-- INPUT --
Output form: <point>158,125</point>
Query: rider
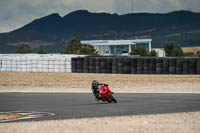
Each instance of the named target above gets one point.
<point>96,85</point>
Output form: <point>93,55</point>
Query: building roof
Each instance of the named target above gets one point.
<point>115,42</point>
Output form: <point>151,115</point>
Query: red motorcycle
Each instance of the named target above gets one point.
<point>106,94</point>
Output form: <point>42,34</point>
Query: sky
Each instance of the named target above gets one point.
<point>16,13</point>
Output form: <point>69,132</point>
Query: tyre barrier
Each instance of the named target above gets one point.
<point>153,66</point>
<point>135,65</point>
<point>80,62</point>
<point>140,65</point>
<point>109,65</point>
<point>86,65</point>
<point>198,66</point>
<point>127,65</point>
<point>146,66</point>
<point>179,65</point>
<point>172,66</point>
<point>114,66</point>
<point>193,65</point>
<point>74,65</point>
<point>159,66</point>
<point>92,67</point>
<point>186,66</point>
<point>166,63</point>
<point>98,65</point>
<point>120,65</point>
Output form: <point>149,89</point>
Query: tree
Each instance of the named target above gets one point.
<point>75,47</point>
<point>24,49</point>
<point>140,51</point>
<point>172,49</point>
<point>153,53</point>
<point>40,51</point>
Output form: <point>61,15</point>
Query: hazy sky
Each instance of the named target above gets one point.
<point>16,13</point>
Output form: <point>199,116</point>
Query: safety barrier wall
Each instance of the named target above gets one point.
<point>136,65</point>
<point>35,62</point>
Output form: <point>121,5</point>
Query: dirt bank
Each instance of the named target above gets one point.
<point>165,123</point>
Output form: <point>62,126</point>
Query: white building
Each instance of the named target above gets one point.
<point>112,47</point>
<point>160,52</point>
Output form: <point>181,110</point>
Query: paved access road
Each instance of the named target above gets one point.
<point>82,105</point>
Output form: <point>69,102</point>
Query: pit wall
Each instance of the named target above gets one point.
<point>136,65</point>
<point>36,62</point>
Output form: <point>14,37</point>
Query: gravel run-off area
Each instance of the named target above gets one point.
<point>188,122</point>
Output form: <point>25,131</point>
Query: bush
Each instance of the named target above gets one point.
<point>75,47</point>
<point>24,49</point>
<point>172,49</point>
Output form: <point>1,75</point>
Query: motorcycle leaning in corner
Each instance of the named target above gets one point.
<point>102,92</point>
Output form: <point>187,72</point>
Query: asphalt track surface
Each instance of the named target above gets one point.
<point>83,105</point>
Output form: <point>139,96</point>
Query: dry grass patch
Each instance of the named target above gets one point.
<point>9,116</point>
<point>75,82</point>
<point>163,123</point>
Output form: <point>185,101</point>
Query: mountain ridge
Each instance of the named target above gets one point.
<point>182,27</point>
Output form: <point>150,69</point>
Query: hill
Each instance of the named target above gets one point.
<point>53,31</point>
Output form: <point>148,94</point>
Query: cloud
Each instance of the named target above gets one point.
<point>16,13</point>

* * *

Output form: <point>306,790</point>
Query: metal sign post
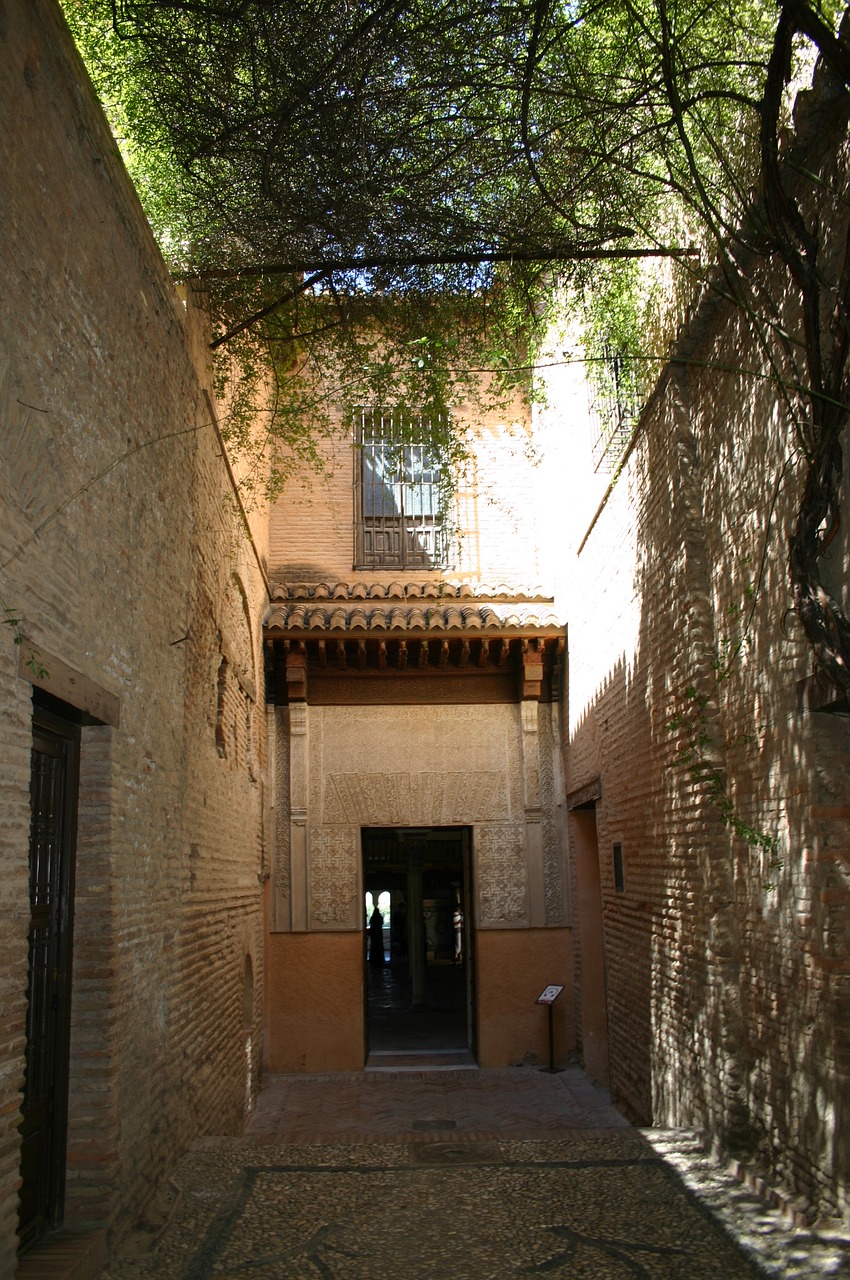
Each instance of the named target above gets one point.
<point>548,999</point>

* * *

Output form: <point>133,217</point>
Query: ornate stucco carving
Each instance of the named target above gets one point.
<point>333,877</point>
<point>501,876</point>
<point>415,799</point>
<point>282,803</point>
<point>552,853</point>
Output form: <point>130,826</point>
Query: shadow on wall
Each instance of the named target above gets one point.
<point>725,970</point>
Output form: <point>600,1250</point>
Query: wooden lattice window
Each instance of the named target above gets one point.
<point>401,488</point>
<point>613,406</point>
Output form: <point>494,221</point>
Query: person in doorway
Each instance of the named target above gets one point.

-- WORK TO BE COMPLETED --
Look at each line above and note whether it holds the word "building". Report how many do, as the number only.

-- SOLUTION FOR THIS PROBLEM --
2